(A run of entries)
>>

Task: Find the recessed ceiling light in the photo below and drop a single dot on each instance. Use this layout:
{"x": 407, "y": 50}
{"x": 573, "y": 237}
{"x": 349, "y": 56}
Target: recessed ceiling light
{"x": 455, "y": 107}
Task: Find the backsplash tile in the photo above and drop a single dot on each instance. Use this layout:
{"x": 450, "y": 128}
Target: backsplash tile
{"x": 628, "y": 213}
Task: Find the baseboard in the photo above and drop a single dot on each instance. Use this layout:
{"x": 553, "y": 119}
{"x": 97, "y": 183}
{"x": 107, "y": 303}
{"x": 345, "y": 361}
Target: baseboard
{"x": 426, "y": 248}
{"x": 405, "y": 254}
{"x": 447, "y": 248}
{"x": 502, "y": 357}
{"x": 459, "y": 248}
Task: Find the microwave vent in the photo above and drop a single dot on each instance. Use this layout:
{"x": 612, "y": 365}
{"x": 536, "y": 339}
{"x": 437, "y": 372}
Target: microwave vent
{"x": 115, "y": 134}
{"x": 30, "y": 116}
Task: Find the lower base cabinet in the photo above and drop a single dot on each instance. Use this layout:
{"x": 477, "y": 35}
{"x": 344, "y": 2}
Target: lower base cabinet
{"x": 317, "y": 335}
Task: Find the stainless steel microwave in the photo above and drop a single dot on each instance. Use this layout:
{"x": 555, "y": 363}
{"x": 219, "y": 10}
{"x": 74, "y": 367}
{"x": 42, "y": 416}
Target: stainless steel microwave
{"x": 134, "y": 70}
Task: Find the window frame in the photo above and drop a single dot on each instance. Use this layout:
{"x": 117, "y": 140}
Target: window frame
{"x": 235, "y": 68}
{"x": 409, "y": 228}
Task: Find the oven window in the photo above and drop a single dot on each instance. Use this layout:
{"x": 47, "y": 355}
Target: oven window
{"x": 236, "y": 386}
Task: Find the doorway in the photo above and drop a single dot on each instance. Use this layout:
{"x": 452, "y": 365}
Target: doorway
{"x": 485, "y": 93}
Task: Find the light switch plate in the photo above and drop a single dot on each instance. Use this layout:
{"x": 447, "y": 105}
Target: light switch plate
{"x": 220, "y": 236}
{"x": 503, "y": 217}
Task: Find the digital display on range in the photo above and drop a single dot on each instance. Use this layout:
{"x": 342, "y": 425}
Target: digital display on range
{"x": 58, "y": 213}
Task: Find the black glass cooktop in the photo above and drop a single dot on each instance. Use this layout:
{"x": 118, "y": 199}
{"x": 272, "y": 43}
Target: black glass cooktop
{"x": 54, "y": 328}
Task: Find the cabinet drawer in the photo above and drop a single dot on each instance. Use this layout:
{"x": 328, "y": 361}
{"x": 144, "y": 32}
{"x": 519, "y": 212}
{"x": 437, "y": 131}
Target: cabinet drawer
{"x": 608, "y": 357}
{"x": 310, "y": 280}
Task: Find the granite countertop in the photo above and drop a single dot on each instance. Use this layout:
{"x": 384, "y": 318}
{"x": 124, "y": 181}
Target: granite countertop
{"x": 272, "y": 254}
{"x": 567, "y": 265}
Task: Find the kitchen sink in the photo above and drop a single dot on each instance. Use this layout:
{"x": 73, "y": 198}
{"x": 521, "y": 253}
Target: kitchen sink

<<

The task | Rewrite all of the entries above, putting "place one point" wherever "drop a single dot" appears and changing nothing else.

Result for this exercise |
Task: Find the recessed ceiling light in the photo below and place one point on each instance. Use this layout:
{"x": 407, "y": 50}
{"x": 573, "y": 237}
{"x": 349, "y": 56}
Target: recessed ceiling light
{"x": 455, "y": 107}
Task: Find the backsplash tile in the photo above and place one point on each instance. Use this layout:
{"x": 450, "y": 128}
Target: backsplash tile
{"x": 628, "y": 213}
Task: Find the baseboard in the photo above and place one point on each instance. Use this layout:
{"x": 553, "y": 119}
{"x": 97, "y": 183}
{"x": 107, "y": 303}
{"x": 345, "y": 361}
Target: baseboard
{"x": 426, "y": 248}
{"x": 405, "y": 254}
{"x": 447, "y": 248}
{"x": 502, "y": 357}
{"x": 459, "y": 248}
Task: Find the microwave vent in the photo above and place one point on each instance. Use this layout:
{"x": 612, "y": 365}
{"x": 536, "y": 339}
{"x": 437, "y": 372}
Target: microwave vent
{"x": 115, "y": 134}
{"x": 30, "y": 116}
Task: Find the lower base cabinet in the photo above and place one point on each instance. Use this layout:
{"x": 477, "y": 35}
{"x": 344, "y": 2}
Target: lower base cabinet
{"x": 317, "y": 335}
Task: Find the stainless steel microwave in the photo above and place one point on each instance. Use this layout:
{"x": 555, "y": 363}
{"x": 219, "y": 10}
{"x": 74, "y": 367}
{"x": 42, "y": 416}
Target: stainless steel microwave
{"x": 134, "y": 70}
Task: Find the window frame in the photo above and place one point on each instance. Use this layout:
{"x": 117, "y": 140}
Target: window frame
{"x": 235, "y": 68}
{"x": 409, "y": 228}
Task: Find the oven window in the photo above and place one point on each instance. Use this layout:
{"x": 47, "y": 355}
Target: oven window
{"x": 236, "y": 386}
Task: Find the doorway in the photo above and place one point on each instance. Use this layout:
{"x": 452, "y": 365}
Target: doorway
{"x": 485, "y": 93}
Task: Find the light switch plate in the photo above and place one point on each instance. Use this layout:
{"x": 447, "y": 105}
Target: light switch plate
{"x": 220, "y": 236}
{"x": 503, "y": 217}
Task: Find the digital display on range in the photo above and place one point on each instance. Use this layout:
{"x": 342, "y": 425}
Target: digital display on range
{"x": 58, "y": 213}
Task: Find the black glass cooktop in the photo above and place one point on each instance. Use this layout:
{"x": 118, "y": 199}
{"x": 272, "y": 43}
Target: black glass cooktop
{"x": 54, "y": 328}
Task: Find the cabinet drawer in the photo above and place one point on each instance. Use this layout:
{"x": 328, "y": 361}
{"x": 144, "y": 32}
{"x": 519, "y": 212}
{"x": 437, "y": 131}
Target: cabinet drawer
{"x": 608, "y": 357}
{"x": 310, "y": 280}
Task: Find the granite countertop in the photo above and place one point on each instance. Use this layout:
{"x": 384, "y": 318}
{"x": 124, "y": 181}
Target: granite countertop
{"x": 272, "y": 254}
{"x": 567, "y": 265}
Task: Find the kitchen sink in the photo above and place one point on each instance. Use this layout:
{"x": 73, "y": 198}
{"x": 521, "y": 253}
Target: kitchen sink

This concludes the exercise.